- [What is asked] Locate each line in the material below that contains the word "metal" and copy those lines out in full.

- [Dataset excerpts]

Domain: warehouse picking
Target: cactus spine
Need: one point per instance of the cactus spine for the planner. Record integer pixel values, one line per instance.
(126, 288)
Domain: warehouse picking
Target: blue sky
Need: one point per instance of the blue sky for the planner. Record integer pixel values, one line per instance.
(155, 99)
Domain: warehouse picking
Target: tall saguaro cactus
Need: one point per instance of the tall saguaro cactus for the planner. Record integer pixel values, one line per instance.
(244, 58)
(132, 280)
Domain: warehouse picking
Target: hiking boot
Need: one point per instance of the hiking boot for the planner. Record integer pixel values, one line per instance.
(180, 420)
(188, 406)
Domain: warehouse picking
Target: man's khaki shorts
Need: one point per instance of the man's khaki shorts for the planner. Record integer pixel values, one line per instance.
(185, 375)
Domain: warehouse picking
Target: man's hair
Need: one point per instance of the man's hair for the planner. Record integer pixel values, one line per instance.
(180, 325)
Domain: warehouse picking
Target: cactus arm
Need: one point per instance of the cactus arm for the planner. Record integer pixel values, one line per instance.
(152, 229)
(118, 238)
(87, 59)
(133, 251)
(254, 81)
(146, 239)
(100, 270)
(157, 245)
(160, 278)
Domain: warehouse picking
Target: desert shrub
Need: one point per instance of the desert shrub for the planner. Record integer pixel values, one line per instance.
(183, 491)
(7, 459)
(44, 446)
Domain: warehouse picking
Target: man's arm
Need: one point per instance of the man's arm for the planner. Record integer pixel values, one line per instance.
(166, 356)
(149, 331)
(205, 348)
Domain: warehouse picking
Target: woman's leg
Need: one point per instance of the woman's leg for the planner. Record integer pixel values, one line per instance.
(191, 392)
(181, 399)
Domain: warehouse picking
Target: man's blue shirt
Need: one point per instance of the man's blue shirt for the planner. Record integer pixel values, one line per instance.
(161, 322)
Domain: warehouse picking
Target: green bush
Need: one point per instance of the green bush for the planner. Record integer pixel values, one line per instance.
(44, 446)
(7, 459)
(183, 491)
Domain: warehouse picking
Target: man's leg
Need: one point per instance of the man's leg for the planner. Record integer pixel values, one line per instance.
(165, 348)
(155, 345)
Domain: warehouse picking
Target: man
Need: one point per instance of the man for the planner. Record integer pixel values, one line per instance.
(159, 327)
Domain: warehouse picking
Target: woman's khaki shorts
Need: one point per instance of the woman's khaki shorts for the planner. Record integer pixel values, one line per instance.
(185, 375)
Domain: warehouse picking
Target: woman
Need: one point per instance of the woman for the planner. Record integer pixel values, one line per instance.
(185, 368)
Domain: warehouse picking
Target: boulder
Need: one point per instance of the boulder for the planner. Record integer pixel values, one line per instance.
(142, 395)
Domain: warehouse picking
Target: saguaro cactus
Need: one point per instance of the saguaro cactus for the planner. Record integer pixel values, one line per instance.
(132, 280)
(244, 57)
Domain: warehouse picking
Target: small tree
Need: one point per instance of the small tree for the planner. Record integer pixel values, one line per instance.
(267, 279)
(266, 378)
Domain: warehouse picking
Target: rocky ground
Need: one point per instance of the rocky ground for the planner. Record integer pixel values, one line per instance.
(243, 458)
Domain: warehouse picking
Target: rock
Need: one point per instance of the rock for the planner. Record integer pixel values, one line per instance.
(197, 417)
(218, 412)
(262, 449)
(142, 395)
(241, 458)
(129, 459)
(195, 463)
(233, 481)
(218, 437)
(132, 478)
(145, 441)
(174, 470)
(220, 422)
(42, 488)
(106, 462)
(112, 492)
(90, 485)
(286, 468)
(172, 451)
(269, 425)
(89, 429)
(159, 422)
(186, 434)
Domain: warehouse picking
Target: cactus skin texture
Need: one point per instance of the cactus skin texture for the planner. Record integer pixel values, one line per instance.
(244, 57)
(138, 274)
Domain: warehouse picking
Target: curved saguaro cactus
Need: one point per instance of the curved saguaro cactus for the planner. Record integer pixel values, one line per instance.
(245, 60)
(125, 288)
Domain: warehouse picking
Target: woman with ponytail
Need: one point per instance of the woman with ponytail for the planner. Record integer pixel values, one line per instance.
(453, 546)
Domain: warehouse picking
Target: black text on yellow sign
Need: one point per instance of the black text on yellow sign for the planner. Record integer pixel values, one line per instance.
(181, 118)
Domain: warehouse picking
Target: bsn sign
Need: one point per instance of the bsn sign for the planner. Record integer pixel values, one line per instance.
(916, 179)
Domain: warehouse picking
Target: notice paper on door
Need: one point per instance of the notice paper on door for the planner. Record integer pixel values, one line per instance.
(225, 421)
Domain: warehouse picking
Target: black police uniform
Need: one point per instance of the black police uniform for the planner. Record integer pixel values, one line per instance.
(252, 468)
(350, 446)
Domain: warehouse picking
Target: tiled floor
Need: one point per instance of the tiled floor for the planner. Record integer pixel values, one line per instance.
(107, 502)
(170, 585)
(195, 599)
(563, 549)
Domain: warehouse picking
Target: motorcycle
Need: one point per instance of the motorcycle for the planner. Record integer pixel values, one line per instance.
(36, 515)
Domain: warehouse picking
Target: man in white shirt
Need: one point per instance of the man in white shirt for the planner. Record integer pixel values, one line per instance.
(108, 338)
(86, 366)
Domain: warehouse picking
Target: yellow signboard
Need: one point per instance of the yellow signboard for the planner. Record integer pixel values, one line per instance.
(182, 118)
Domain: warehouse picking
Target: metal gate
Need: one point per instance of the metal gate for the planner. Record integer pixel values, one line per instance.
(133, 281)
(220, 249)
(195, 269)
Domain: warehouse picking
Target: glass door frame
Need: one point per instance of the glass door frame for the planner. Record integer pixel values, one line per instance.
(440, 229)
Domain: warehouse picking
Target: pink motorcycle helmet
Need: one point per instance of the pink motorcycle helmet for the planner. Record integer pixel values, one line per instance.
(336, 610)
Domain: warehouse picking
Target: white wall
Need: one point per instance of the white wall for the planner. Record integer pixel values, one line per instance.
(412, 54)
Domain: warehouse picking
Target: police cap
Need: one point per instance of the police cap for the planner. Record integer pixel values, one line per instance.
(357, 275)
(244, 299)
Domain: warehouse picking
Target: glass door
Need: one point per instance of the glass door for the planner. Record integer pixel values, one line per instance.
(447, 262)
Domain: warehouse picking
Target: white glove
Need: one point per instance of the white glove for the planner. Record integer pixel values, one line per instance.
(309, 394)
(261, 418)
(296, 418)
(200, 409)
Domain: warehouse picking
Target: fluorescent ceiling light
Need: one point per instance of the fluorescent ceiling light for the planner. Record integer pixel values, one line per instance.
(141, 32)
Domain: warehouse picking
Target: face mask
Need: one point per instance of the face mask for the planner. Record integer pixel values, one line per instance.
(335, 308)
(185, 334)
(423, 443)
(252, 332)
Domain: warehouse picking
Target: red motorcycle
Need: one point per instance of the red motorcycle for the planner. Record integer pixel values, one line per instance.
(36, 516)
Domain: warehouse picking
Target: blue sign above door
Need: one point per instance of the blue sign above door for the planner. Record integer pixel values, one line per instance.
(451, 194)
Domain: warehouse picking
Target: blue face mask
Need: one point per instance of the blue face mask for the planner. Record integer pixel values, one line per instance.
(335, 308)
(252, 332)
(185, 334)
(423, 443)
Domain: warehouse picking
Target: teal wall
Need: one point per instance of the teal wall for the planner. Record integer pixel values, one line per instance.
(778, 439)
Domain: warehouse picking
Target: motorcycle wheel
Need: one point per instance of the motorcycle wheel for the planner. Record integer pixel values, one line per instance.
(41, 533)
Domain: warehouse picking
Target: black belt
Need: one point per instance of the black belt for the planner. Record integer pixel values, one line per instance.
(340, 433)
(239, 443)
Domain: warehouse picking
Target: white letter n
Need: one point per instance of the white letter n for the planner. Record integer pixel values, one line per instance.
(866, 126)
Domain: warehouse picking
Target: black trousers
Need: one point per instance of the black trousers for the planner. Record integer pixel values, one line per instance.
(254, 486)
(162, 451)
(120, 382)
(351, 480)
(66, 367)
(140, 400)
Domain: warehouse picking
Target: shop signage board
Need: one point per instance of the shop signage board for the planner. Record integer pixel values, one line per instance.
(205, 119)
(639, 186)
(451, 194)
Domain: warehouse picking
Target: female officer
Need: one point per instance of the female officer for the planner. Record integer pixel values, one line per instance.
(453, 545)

- [Exercise solution]
Target: metal gate
Need: one point per instance of the metal gate for the planner. Record integer pixel values, one line per instance.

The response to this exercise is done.